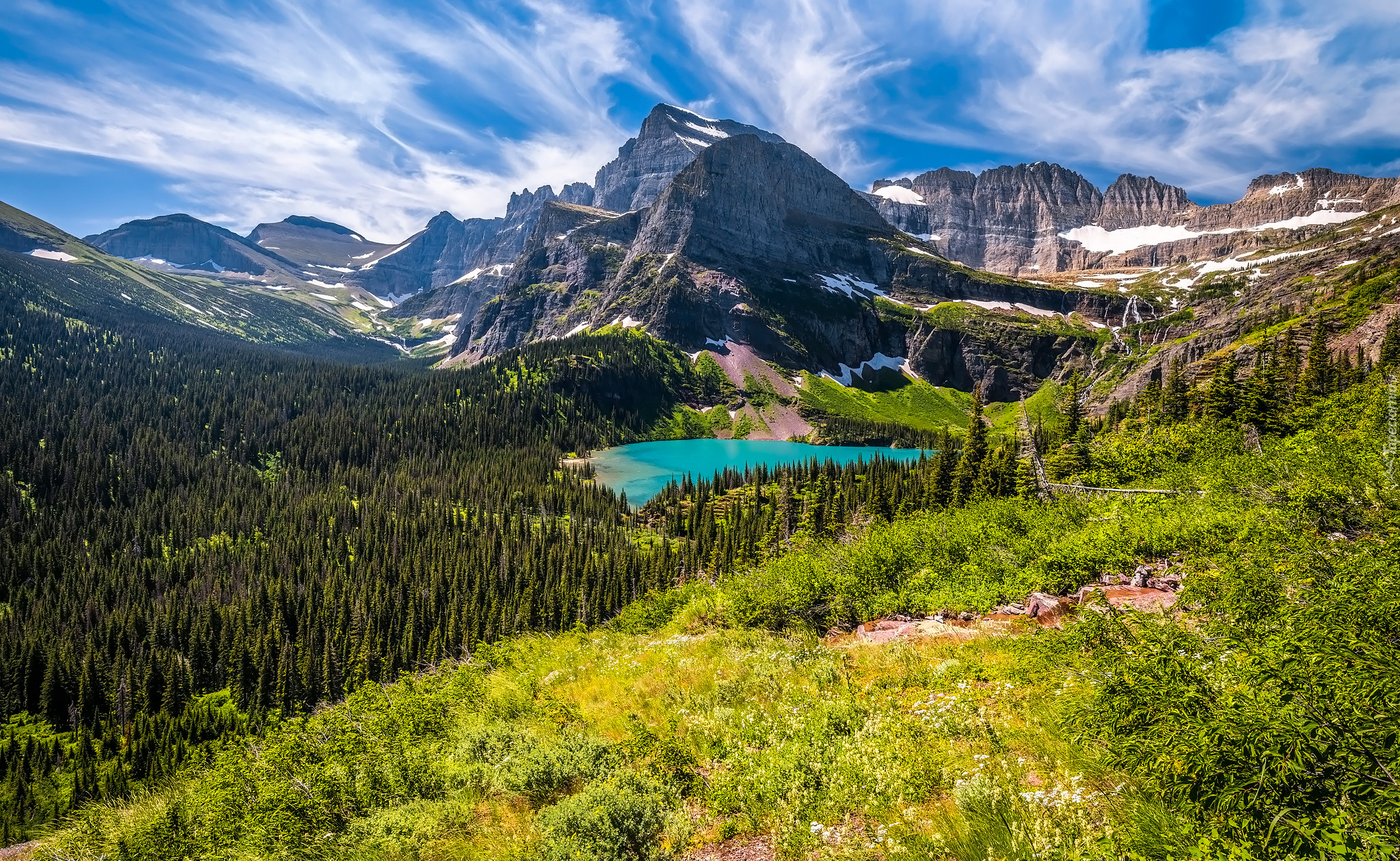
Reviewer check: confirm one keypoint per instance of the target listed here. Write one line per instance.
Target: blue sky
(378, 115)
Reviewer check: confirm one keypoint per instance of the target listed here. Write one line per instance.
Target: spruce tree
(944, 468)
(1390, 345)
(1175, 402)
(1073, 407)
(1317, 379)
(1221, 398)
(975, 448)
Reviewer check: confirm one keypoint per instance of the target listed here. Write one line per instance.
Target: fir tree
(973, 451)
(1390, 345)
(1073, 407)
(1222, 396)
(1175, 404)
(1317, 379)
(945, 465)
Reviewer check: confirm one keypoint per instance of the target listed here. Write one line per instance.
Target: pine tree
(1390, 345)
(1175, 392)
(1317, 379)
(1222, 396)
(944, 468)
(973, 451)
(1262, 404)
(1073, 407)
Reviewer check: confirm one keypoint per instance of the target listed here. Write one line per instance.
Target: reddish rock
(884, 630)
(1046, 610)
(1138, 598)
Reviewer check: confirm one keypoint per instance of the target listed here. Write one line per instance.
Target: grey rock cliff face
(669, 139)
(447, 251)
(1282, 196)
(1008, 219)
(1021, 210)
(315, 243)
(756, 243)
(1133, 202)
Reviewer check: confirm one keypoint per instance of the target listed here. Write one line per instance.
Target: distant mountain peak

** BRIEF **
Transcribe the listing above in full. Pictures are not part of the copy.

** RESPONSE TO THIS EXERCISE **
Reviewer check: confirm one keypoint per instance of the target listed here. Write one line per instance.
Target: blue sky
(378, 115)
Reviewer check: confirm one keypoint per instance of the target listed here. Write one line per instance.
Target: spruce tree
(944, 468)
(1390, 345)
(1175, 402)
(1073, 407)
(1317, 379)
(1221, 398)
(975, 448)
Reviewer check: confirm one keypoint per instance of the target listed here. Write one line per instance.
Target: fir tree
(973, 451)
(1390, 345)
(1073, 407)
(1222, 396)
(1175, 404)
(1317, 379)
(945, 465)
Reviewer check: confirm one keypoint per instance of the target listed here. Write one line per instance.
Target: pine tree
(1390, 345)
(1175, 392)
(1317, 379)
(1222, 396)
(944, 468)
(973, 451)
(1262, 404)
(1073, 407)
Reviewer check: confirm one keypoint per instance of the target listed here. Write one line per instance.
Target: reddish rock
(884, 630)
(1046, 610)
(1138, 598)
Reviewer check: confirm one keypoint per instance of the target listed here. Write one line per instance.
Target: grey rock cliff face
(669, 139)
(447, 251)
(1282, 196)
(1008, 219)
(1021, 210)
(315, 243)
(756, 243)
(1133, 202)
Reviewer check: confirm one keypoint per instance of the target listed here. Write one line per instance.
Target: distant mountain peak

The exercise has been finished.